**Quoted passage:**
101 Tangential Topics

January 1, 0001

Tangential Topics

Peer-to-Peer

In order to avoid centralization, Bitcoin uses a peer-to-peer architecture. Unlike in a client-server architecture, nodes in this network act both as a server that can download files and as a client that can process data and message other nodes. This does not mean that the nodes must be identical, but only that there is no hierarchy among them.

Nodes

In Bitcoin there are three types of nodes: full nodes, mining nodes, and light nodes. While other networks have varying types of nodes, it is common to have roles dedicated to heavy work, light work, and storing history.

Full Nodes

Full nodes store the entire blockchain and verify both individual transactions and blocks of transactions.

If a transaction is valid, the full node broadcasts it to other nodes. Once a sufficient number of full nodes agree the transaction is valid, it’s added to a pool of valid transactions.

Mining Nodes (Miners)

Miners pick up transactions from this pool and bundle them into blocks. Once a miner believes it has created a valid block, it broadcasts the proposed block back to the full nodes. When the block reaches consensus among full nodes: the block is added to the chain, the block’s transactions are processed, and work begins on the next block.

Light Nodes

Light nodes download the block headers from full nodes and permit lightweight devices (like mobile phones) to verify transactions.

**Written request:** Pick up the passage on Bitcoin's peer-to-peer network and its nodes after its last sentence, and keep writing it.

**Data section:**
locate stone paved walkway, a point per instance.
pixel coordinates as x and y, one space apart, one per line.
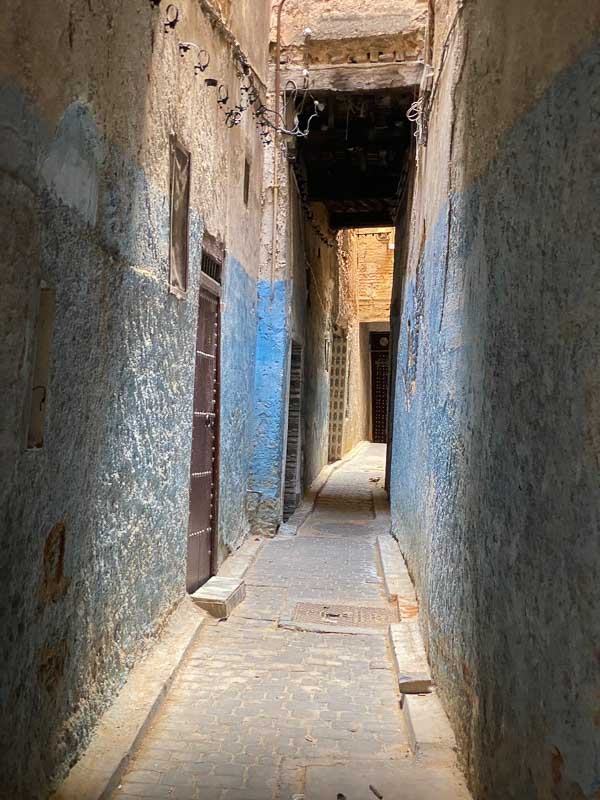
260 712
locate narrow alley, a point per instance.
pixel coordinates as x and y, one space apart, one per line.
300 400
266 707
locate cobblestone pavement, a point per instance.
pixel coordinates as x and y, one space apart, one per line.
256 705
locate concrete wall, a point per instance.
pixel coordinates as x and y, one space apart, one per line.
94 523
495 464
322 267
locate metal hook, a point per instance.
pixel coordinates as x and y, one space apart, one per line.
201 65
172 17
223 95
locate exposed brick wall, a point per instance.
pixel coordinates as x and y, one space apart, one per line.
374 268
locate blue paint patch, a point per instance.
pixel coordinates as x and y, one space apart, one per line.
115 463
494 481
272 346
238 354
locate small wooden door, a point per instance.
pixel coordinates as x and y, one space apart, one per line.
380 367
205 440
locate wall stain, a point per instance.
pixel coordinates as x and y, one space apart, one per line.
54 583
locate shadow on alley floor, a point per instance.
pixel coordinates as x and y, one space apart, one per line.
261 712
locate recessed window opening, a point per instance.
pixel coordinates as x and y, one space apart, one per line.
41 370
246 181
179 226
213 256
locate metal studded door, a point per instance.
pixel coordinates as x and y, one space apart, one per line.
380 360
205 432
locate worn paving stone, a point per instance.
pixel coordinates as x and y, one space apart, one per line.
256 706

**Written response:**
Pruning

Pruning refers to traversing the tree of transactions that represent Bitcoin history and removing the children that were visited least recently. The entire Bitcoin state is hundreds of gigabytes, but pruning can reduce the storage cost of a node down to 2 GB while maintaining a majority of useful information. The only disadvantage here is that pruned nodes are unable to validate the transactions that have been removed.

Storage costs have prompted many ideas of reducing the size of state and even eliminating the need for nodes to store state: https://notes.ethereum.org/@vbuterin/verkle_and_state_expiry_proposal

Archive Nodes

On Bitcoin, archive nodes and full nodes are equivalent. However, other networks have state expiry where full nodes do not have to store the entire state history, and instead archive nodes take on that responsibility.

Node Centralization

Large Data Centers have commercialized node provision, as it can be difficult and expensive to run your own node, but highly scalable. This warrants centralization concerns, as increasingly concentrated business (Alchemy) run a significant portion of total nodes on select networks.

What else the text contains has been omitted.